In the forum thread about pointing a Dehler 39, rewrite the paragraph that begins "Nice boat!" in a shorter form while keeping its main facts.
-- BEGIN Text section --
# Dehler 39 racing........pointing



## EXILE (May 27, 2019)

HELP: Does anybody herein have a Dehler 39 that they race.

I am the new owner of a 2000 Dehler 39 that I race in club mid week twilights and winter mini series races.

The problem I am seeking help with is 'pointing'.

We are having difficulties getting the boat to point high and are getting out pointed by the likes of Bavaria 38 cruisers which I believe shouldn't be the case.

My sails are new.

How much tension should the back stay have?

Over to you Guys ....................


----------



## overbored (Oct 8, 2010)

Nice boat! that is bit of a big question. Because you asked about back stay tension I know you need to do a little reading about race tuning of the rig and sails.
-- END Text section --
-- BEGIN Extracted entries --
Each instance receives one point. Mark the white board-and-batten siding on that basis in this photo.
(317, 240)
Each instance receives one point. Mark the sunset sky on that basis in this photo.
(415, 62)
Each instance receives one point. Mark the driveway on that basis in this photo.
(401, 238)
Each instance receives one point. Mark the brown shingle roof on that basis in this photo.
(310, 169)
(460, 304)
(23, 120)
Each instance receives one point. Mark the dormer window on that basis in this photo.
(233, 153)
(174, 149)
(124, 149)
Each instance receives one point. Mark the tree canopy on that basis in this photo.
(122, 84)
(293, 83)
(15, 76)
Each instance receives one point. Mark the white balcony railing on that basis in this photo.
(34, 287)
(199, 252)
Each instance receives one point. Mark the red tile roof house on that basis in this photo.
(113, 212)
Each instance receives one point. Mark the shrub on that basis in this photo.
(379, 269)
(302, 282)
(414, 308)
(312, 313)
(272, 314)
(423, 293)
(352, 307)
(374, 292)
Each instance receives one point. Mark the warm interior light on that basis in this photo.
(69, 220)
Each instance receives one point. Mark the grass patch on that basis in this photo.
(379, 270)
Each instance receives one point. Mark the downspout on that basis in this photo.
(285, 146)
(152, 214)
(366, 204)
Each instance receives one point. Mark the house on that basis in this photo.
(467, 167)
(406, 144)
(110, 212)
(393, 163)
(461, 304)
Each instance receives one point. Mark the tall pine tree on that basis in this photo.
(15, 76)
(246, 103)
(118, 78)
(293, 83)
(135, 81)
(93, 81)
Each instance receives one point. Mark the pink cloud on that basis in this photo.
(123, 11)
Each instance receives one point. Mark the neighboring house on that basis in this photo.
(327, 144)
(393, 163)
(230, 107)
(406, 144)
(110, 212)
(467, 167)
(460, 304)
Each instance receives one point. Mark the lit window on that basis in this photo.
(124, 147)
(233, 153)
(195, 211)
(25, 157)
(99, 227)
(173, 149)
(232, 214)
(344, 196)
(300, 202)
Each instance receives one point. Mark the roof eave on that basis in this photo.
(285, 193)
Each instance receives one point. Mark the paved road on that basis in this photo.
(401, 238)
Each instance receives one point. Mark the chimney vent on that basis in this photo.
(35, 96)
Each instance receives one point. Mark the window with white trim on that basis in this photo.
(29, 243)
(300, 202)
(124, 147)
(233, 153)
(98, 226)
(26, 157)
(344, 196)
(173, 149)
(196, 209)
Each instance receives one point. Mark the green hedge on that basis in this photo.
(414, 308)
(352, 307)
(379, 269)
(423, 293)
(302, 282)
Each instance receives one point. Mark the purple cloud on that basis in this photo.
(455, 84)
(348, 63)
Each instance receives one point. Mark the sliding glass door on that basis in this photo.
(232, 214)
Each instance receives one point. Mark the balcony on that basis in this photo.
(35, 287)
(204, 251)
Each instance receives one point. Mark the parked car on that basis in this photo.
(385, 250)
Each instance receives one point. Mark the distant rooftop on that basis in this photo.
-- END Extracted entries --
» Answer to the exercise: Nice boat, but that's a big question; asking about backstay tension shows you need to read up on race tuning of the rig and sails.